Try it:
Reply with one number: the count of lines in the records below that hold "blue".

Data:
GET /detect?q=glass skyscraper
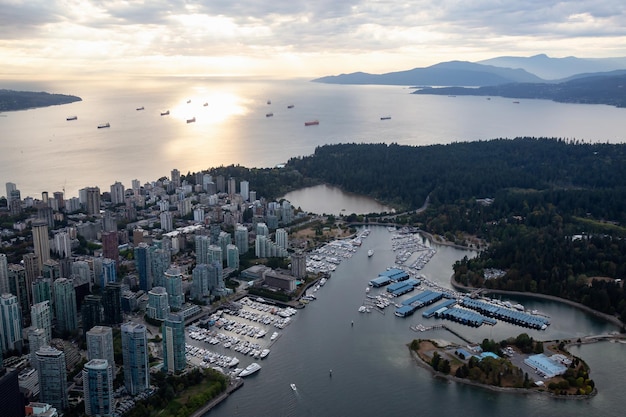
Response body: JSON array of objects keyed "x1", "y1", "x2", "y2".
[
  {"x1": 162, "y1": 313, "x2": 186, "y2": 373},
  {"x1": 83, "y1": 359, "x2": 113, "y2": 416},
  {"x1": 36, "y1": 345, "x2": 68, "y2": 410},
  {"x1": 121, "y1": 322, "x2": 149, "y2": 395},
  {"x1": 53, "y1": 278, "x2": 77, "y2": 334}
]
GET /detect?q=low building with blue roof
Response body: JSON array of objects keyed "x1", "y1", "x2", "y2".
[
  {"x1": 524, "y1": 354, "x2": 567, "y2": 378},
  {"x1": 378, "y1": 268, "x2": 409, "y2": 282}
]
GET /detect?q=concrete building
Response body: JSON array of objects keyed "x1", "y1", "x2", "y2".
[
  {"x1": 226, "y1": 244, "x2": 239, "y2": 270},
  {"x1": 0, "y1": 253, "x2": 9, "y2": 296},
  {"x1": 86, "y1": 326, "x2": 115, "y2": 372},
  {"x1": 110, "y1": 181, "x2": 125, "y2": 205}
]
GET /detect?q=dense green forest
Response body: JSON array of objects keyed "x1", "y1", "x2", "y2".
[
  {"x1": 285, "y1": 139, "x2": 626, "y2": 323},
  {"x1": 412, "y1": 73, "x2": 626, "y2": 108}
]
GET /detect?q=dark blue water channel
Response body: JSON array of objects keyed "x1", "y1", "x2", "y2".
[{"x1": 206, "y1": 226, "x2": 625, "y2": 417}]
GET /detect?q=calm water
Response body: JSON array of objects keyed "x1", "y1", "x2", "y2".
[
  {"x1": 1, "y1": 77, "x2": 626, "y2": 198},
  {"x1": 282, "y1": 184, "x2": 393, "y2": 215},
  {"x1": 207, "y1": 226, "x2": 624, "y2": 417}
]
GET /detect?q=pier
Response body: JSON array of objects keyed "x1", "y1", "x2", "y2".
[{"x1": 409, "y1": 323, "x2": 473, "y2": 344}]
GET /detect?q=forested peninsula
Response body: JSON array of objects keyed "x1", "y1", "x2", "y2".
[
  {"x1": 0, "y1": 89, "x2": 81, "y2": 111},
  {"x1": 283, "y1": 139, "x2": 626, "y2": 324},
  {"x1": 412, "y1": 73, "x2": 626, "y2": 108}
]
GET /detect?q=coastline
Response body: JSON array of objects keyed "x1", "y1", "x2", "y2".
[
  {"x1": 449, "y1": 276, "x2": 625, "y2": 329},
  {"x1": 188, "y1": 378, "x2": 244, "y2": 417},
  {"x1": 408, "y1": 347, "x2": 597, "y2": 399}
]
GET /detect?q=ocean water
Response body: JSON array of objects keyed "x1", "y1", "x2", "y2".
[
  {"x1": 206, "y1": 226, "x2": 625, "y2": 417},
  {"x1": 1, "y1": 77, "x2": 626, "y2": 198}
]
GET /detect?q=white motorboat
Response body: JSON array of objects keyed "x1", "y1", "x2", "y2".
[{"x1": 238, "y1": 362, "x2": 261, "y2": 377}]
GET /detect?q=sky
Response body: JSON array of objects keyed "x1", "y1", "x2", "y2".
[{"x1": 1, "y1": 0, "x2": 626, "y2": 80}]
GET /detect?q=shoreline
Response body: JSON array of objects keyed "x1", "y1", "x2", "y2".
[
  {"x1": 449, "y1": 276, "x2": 625, "y2": 330},
  {"x1": 188, "y1": 378, "x2": 244, "y2": 417},
  {"x1": 408, "y1": 347, "x2": 597, "y2": 399}
]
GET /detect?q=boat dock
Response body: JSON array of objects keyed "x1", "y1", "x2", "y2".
[{"x1": 409, "y1": 323, "x2": 473, "y2": 344}]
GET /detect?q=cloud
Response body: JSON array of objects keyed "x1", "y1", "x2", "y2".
[{"x1": 1, "y1": 0, "x2": 626, "y2": 78}]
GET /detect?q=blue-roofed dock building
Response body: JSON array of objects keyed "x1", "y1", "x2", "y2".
[
  {"x1": 379, "y1": 268, "x2": 410, "y2": 282},
  {"x1": 394, "y1": 290, "x2": 443, "y2": 317},
  {"x1": 460, "y1": 298, "x2": 550, "y2": 330},
  {"x1": 387, "y1": 279, "x2": 421, "y2": 297},
  {"x1": 369, "y1": 276, "x2": 392, "y2": 288},
  {"x1": 422, "y1": 299, "x2": 457, "y2": 318}
]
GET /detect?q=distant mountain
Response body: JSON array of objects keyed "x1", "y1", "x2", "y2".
[
  {"x1": 312, "y1": 61, "x2": 544, "y2": 87},
  {"x1": 0, "y1": 89, "x2": 81, "y2": 112},
  {"x1": 478, "y1": 54, "x2": 626, "y2": 80},
  {"x1": 412, "y1": 73, "x2": 626, "y2": 108}
]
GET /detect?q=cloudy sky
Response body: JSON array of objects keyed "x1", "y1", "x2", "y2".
[{"x1": 2, "y1": 0, "x2": 626, "y2": 80}]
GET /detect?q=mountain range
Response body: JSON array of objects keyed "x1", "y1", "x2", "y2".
[
  {"x1": 312, "y1": 54, "x2": 626, "y2": 86},
  {"x1": 312, "y1": 54, "x2": 626, "y2": 108}
]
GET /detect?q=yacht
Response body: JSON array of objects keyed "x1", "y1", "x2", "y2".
[
  {"x1": 368, "y1": 249, "x2": 374, "y2": 257},
  {"x1": 260, "y1": 349, "x2": 270, "y2": 359},
  {"x1": 290, "y1": 383, "x2": 297, "y2": 391},
  {"x1": 238, "y1": 362, "x2": 261, "y2": 377}
]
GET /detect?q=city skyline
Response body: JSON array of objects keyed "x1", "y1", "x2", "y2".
[{"x1": 1, "y1": 1, "x2": 626, "y2": 80}]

Answer section:
3